■ **Requirements**
Please output exactly the run of lines that starts at the line with "Pest-scouting request: tag the shrub" and ends at the last line of the records below.

■ **Available records**

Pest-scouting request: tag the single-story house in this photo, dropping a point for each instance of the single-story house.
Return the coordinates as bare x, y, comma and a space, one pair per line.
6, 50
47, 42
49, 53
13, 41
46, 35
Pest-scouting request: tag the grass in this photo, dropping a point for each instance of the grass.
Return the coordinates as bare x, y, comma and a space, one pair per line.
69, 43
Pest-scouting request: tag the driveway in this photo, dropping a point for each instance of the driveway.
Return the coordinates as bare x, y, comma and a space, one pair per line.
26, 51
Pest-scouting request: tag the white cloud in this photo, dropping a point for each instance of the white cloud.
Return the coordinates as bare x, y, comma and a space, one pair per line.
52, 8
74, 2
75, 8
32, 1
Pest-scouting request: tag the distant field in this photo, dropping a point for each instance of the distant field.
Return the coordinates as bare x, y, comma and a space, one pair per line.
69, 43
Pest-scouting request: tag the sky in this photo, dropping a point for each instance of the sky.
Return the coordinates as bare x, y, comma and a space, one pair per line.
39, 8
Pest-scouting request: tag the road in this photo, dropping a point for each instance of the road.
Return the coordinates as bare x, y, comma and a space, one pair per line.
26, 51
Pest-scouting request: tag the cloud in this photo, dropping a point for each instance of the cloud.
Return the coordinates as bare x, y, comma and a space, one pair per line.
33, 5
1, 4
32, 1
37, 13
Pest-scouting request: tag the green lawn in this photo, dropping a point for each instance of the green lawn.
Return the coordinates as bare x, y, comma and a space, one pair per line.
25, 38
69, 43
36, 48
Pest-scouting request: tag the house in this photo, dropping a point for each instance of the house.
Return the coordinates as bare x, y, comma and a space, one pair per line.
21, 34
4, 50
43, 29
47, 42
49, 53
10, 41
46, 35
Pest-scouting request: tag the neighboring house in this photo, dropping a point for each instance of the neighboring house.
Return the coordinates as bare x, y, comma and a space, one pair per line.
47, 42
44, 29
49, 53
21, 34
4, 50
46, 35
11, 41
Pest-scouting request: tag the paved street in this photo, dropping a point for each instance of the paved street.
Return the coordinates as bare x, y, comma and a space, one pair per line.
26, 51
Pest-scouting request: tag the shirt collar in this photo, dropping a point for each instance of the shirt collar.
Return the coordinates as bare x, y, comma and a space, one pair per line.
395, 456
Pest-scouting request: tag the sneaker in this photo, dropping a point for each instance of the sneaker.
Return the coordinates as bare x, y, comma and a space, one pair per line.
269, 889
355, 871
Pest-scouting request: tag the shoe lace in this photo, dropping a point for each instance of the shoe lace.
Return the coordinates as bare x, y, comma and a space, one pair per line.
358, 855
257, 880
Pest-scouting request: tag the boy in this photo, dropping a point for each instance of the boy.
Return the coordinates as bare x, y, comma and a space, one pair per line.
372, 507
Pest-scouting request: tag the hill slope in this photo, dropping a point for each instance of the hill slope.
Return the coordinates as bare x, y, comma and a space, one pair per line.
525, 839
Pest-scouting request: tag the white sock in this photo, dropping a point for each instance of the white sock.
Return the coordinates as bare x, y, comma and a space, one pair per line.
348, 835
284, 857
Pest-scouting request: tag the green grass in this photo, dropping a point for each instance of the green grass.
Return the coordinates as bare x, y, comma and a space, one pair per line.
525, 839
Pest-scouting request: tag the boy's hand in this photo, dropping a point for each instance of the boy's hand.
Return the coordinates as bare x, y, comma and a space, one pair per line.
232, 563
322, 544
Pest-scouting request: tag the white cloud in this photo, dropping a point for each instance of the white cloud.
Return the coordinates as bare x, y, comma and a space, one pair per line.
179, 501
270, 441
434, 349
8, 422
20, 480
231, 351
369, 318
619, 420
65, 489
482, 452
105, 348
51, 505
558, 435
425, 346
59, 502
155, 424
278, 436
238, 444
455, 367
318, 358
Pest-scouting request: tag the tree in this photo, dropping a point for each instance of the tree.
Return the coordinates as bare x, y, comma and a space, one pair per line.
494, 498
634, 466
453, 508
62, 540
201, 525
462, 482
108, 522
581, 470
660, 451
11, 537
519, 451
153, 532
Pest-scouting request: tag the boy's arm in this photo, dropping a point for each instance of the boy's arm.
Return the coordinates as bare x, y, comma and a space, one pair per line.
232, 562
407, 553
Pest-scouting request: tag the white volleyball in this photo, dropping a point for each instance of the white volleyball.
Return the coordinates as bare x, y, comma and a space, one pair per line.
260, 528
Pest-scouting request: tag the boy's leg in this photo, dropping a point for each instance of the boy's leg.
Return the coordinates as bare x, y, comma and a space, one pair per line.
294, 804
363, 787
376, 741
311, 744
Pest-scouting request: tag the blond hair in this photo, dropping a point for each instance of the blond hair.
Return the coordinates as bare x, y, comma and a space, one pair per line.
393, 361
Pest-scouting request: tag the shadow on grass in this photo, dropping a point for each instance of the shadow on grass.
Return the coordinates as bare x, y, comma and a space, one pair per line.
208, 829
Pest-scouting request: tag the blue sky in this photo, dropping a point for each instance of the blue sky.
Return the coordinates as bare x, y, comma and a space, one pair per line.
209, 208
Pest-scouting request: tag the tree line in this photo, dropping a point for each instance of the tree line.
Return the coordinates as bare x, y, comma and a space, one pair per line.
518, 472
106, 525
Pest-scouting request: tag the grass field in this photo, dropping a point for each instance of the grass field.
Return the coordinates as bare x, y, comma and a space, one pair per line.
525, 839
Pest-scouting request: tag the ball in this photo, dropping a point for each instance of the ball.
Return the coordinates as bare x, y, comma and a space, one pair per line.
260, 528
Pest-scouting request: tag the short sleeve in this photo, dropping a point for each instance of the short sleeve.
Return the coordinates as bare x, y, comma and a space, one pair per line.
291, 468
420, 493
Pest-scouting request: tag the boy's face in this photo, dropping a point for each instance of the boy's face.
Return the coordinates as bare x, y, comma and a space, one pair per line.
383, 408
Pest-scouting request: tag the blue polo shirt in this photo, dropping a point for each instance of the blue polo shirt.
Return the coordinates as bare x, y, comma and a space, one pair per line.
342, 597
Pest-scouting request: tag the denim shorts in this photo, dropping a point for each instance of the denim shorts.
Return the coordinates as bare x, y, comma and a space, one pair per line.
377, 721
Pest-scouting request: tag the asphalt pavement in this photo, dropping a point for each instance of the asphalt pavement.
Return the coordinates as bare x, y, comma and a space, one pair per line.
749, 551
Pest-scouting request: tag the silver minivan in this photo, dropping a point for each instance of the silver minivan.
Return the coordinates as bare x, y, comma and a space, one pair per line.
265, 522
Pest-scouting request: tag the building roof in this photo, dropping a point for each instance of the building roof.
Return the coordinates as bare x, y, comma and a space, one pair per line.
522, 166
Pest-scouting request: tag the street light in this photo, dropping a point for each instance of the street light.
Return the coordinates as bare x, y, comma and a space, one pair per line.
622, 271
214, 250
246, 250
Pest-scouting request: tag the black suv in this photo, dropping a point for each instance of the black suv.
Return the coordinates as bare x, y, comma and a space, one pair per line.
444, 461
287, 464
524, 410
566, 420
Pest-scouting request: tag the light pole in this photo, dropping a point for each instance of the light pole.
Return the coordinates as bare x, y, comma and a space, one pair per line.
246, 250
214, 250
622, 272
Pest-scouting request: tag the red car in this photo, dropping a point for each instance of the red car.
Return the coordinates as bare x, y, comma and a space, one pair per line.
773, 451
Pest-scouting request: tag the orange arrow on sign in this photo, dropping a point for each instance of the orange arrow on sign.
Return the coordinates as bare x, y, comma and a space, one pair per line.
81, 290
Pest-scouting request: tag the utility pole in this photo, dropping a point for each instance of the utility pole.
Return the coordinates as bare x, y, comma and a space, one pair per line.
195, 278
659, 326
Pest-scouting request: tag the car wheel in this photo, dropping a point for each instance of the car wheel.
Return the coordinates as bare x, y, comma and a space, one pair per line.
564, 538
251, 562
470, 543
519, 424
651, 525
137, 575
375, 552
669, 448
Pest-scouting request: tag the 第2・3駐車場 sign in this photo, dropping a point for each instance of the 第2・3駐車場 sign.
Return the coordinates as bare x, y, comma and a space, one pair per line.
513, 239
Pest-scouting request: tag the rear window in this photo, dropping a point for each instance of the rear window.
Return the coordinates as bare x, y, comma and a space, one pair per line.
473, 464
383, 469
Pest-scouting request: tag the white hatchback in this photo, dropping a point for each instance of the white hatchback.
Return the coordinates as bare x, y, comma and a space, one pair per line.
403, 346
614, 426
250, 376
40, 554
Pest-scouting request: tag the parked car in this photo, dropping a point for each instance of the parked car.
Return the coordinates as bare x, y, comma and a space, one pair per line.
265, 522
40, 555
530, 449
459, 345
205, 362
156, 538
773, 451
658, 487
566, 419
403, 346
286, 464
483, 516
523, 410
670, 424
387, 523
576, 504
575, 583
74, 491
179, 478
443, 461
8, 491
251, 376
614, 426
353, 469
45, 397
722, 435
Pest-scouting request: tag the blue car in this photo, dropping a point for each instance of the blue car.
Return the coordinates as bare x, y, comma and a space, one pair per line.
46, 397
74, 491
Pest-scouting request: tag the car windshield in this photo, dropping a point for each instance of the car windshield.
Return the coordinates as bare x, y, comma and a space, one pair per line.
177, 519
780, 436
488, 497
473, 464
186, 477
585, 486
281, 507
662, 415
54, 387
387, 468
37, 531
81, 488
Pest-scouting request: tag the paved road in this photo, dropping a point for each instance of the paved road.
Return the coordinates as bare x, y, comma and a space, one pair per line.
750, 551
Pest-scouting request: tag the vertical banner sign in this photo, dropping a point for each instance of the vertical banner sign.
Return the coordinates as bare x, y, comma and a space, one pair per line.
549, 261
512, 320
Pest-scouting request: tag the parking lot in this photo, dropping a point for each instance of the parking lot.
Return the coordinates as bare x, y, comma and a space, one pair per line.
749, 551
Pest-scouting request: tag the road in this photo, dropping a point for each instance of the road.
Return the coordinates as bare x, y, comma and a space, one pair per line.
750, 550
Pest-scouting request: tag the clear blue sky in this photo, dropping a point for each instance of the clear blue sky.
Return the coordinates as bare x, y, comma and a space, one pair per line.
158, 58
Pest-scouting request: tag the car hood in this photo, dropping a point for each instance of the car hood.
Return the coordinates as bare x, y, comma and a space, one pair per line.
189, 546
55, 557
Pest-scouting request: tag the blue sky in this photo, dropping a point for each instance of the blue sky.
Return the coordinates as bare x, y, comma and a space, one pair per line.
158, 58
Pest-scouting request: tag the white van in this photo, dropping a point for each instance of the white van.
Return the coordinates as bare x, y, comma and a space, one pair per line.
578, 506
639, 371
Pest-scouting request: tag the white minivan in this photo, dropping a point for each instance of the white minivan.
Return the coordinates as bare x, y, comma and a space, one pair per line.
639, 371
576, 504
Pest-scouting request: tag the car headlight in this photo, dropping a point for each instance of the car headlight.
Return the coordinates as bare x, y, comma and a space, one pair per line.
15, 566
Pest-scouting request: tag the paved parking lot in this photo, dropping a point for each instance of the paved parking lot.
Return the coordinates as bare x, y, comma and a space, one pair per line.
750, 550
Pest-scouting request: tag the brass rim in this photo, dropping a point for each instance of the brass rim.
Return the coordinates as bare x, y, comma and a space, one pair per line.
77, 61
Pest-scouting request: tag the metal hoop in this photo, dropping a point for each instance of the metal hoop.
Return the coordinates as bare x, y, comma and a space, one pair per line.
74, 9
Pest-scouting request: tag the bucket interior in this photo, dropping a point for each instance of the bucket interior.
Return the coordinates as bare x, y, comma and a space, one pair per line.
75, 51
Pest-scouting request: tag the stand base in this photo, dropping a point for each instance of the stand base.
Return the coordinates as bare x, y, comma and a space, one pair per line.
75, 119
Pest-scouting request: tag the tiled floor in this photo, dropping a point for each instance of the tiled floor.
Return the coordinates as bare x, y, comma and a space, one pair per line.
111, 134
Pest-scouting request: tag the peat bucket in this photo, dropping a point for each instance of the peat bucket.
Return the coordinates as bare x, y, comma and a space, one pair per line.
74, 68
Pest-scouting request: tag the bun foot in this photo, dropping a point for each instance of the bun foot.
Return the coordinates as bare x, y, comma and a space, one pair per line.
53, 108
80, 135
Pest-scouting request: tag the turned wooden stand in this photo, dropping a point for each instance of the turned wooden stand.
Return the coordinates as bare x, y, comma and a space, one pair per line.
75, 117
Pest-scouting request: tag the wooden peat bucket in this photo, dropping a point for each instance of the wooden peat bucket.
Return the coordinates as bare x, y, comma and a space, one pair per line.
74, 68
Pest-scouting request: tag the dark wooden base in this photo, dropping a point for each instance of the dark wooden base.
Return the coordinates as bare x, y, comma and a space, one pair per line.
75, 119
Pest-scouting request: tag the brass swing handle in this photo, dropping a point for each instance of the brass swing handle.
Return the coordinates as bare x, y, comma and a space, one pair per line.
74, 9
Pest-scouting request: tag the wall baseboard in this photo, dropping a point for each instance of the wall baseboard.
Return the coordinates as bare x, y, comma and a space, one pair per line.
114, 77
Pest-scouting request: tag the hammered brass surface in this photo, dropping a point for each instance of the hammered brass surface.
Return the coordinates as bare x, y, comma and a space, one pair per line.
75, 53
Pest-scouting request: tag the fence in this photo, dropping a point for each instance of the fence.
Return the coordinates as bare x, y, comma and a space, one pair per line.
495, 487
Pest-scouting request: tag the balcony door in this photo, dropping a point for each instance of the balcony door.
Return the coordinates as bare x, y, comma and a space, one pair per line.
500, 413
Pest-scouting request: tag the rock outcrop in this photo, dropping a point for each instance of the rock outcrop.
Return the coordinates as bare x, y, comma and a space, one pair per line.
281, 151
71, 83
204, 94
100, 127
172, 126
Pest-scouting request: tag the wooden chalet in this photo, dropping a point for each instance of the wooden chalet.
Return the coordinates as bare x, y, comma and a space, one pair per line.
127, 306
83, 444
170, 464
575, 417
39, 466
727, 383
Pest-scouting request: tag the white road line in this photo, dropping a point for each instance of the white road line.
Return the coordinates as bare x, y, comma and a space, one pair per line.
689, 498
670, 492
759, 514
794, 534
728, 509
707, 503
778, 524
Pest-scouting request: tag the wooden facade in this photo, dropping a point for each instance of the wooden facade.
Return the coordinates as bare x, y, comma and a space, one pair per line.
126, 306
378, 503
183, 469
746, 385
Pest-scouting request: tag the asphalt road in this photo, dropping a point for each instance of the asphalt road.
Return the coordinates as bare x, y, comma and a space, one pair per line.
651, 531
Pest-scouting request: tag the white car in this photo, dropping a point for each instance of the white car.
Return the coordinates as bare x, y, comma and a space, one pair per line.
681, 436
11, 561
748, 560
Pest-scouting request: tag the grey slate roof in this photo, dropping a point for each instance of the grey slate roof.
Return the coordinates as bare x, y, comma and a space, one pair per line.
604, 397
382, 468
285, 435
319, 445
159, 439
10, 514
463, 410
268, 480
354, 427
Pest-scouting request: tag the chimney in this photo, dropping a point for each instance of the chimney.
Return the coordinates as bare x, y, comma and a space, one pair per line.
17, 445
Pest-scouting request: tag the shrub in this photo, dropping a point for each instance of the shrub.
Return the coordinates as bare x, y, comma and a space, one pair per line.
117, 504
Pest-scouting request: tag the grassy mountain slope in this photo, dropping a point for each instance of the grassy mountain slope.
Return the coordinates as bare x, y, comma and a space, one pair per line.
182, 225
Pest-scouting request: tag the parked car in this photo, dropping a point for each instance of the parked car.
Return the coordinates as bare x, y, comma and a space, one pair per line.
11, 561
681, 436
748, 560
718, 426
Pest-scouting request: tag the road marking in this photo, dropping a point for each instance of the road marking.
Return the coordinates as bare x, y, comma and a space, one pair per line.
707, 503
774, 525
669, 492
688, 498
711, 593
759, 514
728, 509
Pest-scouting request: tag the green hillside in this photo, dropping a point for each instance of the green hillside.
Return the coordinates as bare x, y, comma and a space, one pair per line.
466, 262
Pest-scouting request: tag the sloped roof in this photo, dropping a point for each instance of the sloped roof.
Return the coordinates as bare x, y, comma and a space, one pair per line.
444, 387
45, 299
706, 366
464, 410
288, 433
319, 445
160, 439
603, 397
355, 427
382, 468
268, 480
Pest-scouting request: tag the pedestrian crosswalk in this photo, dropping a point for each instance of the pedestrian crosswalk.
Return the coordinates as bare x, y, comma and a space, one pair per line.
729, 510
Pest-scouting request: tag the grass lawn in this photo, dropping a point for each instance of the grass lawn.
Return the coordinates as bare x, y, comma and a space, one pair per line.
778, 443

■ **Solution to the exercise**
Pest-scouting request: tag the shrub in this photo, dropping a point for each instance of the shrub.
Return the coordinates as bare x, y, comma and a space, one pair per line.
117, 504
Pest-scouting request: tag the grassy mountain slope in this photo, dropping a point for each instance of the grassy mountain slope.
Return the coordinates as bare x, y, comma and a space, one pair per line.
182, 225
Pest-scouting request: tag the parked car in this photo, dropping a point for each instance of the parked car.
Return the coordinates as bare x, y, comma and a space, one pair per line.
11, 561
681, 436
748, 560
718, 426
Pest-scouting request: tag the road marking in this photo, dropping a point for each instance of the road marking.
Return the coordinates as bare x, y, comma and a space, one pair per line.
707, 503
774, 525
669, 492
688, 498
711, 593
759, 514
728, 509
Pest-scouting request: tag the green hillside in this photo, dropping a point for each instance of the green hillside.
Return the coordinates as bare x, y, comma and a space, one pair per line.
466, 262
Pest-scouting request: tag the sloped roof in this photo, dropping a point for each instance of the sloped roof.
Return the coordinates as bare x, y, comma and a space, one pair per line.
444, 387
45, 299
706, 366
464, 410
288, 433
319, 445
160, 439
603, 397
355, 427
382, 468
268, 480
Pest-scouting request: tag the pedestrian crosswalk in this photo, dropping a point for each instance of the pedestrian crosswalk.
Return the coordinates as bare x, y, comma and a space, one pair per line.
729, 510
Pest-scouting request: tag the grass lawn in this photo, dropping a point for each instance of the grass lawn.
Return the coordinates as bare x, y, comma and a space, one pair per line.
778, 443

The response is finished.